[Opening DATA SUPPLIED section]
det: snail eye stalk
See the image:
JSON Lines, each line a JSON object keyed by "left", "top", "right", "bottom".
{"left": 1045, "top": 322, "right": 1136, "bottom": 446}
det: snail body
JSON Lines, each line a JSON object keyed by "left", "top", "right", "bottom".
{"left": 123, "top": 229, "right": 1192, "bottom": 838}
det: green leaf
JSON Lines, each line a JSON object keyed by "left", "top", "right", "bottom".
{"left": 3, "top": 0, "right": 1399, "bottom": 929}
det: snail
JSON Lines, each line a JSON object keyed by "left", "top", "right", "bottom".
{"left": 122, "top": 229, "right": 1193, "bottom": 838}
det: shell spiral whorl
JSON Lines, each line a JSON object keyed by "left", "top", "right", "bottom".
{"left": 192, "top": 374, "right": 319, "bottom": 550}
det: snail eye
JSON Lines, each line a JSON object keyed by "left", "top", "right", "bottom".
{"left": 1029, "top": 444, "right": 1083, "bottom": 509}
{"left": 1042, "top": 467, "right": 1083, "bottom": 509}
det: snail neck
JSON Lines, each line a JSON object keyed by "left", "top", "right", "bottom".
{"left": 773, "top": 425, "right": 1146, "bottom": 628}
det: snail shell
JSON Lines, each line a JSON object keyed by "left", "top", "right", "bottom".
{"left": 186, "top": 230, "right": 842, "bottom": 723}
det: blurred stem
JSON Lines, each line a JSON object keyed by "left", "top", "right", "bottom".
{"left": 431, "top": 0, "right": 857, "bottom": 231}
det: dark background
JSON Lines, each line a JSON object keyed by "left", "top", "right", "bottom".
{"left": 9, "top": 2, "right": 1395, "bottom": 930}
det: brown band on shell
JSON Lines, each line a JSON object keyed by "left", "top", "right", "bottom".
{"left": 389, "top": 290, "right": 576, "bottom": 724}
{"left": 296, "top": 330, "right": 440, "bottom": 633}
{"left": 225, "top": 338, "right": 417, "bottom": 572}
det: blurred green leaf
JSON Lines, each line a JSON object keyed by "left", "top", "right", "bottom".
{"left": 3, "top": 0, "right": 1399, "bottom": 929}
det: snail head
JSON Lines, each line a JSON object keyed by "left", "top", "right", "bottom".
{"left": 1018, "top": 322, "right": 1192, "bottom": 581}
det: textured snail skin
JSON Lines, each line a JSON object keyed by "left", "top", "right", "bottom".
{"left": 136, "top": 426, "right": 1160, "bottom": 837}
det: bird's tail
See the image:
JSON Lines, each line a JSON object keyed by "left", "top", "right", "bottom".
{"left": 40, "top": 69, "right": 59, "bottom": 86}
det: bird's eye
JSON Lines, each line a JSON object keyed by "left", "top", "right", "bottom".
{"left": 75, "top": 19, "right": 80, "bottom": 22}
[Closing DATA SUPPLIED section]
**WORK INSTRUCTIONS**
I need the number of lines in the entries that include "snail"; please give that number and nothing else.

**WRITTEN RESPONSE**
8